+++ RECORDS SHOWN +++
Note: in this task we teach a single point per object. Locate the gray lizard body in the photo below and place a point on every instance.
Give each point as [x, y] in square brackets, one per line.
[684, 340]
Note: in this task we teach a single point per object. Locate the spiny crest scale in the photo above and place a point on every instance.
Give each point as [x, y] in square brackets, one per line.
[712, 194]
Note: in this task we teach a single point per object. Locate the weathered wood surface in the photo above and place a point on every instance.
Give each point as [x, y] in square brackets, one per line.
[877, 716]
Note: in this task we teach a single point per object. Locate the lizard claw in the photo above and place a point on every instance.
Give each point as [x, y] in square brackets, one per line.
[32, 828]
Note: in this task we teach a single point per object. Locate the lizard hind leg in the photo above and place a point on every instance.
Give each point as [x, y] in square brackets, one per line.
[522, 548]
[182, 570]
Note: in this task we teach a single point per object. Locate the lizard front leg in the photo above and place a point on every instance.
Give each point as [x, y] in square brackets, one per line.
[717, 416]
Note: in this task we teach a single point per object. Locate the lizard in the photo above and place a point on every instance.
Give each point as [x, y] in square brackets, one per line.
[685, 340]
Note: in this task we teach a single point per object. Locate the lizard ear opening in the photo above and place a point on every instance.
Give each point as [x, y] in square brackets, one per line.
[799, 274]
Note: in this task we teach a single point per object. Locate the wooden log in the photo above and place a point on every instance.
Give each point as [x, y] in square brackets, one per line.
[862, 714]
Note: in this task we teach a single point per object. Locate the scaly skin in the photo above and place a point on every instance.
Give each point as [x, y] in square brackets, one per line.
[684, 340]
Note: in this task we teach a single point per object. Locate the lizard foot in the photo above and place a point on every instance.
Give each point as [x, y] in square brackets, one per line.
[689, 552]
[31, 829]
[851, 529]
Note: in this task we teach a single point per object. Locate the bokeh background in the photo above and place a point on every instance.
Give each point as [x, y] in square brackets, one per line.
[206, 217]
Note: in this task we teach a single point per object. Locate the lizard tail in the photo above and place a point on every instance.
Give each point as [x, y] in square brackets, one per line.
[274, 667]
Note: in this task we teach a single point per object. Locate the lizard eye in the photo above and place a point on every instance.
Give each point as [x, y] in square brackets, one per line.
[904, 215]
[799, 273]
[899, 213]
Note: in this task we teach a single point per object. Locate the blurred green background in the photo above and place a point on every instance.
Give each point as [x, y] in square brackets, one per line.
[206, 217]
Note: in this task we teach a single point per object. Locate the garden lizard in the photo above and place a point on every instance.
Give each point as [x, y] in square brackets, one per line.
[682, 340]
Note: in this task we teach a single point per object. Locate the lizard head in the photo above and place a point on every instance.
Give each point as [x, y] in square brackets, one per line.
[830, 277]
+++
- OBJECTIVE
Copy out verbatim the lines of the material starting with the line that contains "the lizard head" and continuing through the end of the material.

- WORKED ANSWER
Note: in this task we teach a single point per object. Locate the lizard head in the photo above and place a point on every instance.
Give each point as [x, y] in square brackets, one per line.
[830, 277]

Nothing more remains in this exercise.